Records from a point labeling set
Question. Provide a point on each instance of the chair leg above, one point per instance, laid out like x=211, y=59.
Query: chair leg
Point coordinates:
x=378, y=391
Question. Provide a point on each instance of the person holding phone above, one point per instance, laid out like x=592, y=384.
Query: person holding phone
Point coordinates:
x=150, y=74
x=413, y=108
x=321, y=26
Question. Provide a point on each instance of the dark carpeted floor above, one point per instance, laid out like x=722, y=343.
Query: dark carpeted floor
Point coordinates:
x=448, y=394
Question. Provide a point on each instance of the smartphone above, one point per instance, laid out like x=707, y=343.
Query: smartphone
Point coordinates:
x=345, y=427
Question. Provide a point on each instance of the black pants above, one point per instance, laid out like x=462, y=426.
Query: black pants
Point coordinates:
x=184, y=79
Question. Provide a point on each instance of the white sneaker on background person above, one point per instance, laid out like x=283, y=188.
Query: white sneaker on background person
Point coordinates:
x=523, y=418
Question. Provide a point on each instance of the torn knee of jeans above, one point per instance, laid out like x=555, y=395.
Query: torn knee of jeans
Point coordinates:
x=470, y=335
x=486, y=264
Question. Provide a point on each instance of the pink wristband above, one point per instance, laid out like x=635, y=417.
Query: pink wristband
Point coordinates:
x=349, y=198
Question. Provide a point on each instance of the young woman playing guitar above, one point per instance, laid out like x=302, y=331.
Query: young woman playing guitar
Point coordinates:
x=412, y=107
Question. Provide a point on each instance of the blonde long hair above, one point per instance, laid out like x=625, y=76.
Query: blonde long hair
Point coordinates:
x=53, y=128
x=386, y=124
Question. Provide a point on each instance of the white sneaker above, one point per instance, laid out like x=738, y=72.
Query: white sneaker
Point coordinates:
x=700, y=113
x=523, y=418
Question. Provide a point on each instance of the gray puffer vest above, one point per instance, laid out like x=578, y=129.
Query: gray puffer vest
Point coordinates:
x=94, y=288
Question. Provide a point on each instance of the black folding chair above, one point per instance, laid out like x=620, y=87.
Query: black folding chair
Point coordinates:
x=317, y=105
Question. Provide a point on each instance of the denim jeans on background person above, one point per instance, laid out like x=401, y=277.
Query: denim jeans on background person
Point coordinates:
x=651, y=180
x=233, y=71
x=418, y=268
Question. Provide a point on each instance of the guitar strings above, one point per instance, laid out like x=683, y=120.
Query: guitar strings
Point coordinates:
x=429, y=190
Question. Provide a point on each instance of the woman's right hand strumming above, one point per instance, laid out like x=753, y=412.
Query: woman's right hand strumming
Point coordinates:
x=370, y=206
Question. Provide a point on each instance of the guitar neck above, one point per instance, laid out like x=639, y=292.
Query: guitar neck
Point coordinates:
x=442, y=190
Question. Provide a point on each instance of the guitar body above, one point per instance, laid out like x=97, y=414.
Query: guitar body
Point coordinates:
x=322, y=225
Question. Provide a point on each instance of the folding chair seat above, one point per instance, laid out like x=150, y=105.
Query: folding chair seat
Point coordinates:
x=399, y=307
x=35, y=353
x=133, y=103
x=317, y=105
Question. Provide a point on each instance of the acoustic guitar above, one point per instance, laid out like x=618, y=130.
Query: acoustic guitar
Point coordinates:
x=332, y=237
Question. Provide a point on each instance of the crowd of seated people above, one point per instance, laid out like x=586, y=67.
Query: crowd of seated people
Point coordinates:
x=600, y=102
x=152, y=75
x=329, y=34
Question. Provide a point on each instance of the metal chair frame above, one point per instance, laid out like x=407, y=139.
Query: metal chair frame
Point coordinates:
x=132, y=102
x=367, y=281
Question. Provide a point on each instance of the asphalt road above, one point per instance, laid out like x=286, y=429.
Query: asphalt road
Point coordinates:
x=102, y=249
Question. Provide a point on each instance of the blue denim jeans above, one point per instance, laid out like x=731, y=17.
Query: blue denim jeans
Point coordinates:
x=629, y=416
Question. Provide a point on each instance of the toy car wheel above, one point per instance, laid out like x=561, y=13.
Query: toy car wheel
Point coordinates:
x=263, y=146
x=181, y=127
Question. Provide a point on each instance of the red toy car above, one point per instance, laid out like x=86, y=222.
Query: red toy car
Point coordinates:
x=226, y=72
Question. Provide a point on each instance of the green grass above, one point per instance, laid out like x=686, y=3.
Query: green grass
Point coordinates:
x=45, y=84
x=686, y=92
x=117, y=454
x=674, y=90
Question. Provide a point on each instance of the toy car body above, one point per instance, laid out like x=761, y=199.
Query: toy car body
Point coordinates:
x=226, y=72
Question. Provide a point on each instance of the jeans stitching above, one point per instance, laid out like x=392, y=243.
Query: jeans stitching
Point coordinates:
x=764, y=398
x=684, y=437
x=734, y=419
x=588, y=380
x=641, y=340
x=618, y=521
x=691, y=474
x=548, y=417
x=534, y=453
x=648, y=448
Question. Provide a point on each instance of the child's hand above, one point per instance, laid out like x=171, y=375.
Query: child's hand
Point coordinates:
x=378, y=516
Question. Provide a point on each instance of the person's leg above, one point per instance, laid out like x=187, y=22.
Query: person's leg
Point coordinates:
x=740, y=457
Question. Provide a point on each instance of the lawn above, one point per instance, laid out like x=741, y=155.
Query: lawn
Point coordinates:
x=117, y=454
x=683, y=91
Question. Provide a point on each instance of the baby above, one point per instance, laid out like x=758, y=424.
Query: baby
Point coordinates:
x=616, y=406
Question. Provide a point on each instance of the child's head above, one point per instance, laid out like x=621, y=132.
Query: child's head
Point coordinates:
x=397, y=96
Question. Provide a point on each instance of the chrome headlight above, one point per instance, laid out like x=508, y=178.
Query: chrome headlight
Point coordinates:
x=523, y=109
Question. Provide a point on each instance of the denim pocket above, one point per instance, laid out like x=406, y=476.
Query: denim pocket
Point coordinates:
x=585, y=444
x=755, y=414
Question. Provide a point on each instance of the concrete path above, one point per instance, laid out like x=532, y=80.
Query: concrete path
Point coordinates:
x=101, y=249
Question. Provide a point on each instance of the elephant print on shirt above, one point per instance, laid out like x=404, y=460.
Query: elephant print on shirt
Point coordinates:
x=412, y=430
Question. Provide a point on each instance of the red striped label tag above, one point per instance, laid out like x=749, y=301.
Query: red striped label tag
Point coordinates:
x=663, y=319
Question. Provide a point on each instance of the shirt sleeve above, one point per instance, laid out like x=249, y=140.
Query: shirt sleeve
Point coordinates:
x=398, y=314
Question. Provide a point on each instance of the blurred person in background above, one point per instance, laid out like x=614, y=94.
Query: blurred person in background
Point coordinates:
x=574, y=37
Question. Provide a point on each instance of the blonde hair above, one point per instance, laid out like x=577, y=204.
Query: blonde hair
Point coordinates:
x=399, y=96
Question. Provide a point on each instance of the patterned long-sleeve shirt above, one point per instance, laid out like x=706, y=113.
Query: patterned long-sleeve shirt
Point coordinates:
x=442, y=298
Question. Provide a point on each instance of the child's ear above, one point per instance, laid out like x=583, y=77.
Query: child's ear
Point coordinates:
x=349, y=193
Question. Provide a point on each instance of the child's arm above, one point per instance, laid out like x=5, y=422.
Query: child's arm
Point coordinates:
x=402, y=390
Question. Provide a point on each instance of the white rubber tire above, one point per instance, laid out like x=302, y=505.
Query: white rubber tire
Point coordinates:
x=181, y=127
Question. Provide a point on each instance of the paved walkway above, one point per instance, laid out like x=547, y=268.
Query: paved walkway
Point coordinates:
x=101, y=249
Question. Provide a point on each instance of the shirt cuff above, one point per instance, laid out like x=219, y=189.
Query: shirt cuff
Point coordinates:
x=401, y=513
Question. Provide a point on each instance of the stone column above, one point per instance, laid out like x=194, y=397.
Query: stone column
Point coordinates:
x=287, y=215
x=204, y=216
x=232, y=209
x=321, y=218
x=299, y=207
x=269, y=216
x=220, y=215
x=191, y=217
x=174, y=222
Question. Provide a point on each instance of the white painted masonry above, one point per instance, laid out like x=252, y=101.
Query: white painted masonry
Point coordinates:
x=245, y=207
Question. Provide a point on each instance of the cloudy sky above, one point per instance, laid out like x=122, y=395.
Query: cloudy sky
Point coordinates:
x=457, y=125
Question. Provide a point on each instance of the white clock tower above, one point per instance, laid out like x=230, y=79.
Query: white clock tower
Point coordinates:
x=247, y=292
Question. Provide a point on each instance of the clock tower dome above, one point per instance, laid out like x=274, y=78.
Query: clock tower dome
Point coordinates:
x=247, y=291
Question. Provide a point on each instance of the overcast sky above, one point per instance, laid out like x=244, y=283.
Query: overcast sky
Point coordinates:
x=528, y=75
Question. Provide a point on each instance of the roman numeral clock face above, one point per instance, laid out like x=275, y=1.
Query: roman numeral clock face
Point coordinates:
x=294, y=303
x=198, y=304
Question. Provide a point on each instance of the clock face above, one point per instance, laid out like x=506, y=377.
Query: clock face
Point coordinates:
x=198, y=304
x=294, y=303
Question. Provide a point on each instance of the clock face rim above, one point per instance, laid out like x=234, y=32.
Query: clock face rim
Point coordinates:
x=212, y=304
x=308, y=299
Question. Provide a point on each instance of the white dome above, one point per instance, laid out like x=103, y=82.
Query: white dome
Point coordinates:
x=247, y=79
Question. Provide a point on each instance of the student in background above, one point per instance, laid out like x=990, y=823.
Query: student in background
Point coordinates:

» **The request**
Set down, exactly and in full, the lines from the one containing "Question. Provide a point on each instance of the roman" through the end of the entries; no other line belongs.

» **Output for this task**
Question. Provide a point on each instance of the roman numeral clock face above, one point per instance, laid out like x=275, y=1.
Query: roman numeral clock face
Point coordinates:
x=294, y=303
x=198, y=304
Question. Provide a point on each instance of the clock face above, one point per instance, laid out like x=506, y=377.
Query: clock face
Point coordinates:
x=198, y=304
x=294, y=303
Question. Provide a point on each instance of the clock face rim above, one point per instance, laid out like x=234, y=32.
Query: clock face rim
Point coordinates:
x=212, y=304
x=308, y=299
Question. Provide a point on each instance of the white dome above, one point per instance, laid out like x=103, y=82.
Query: white dome
Point coordinates:
x=247, y=79
Question. Provide a point on each instance of the student in background above, one point per instance, laid out like x=990, y=823.
Query: student in background
Point coordinates:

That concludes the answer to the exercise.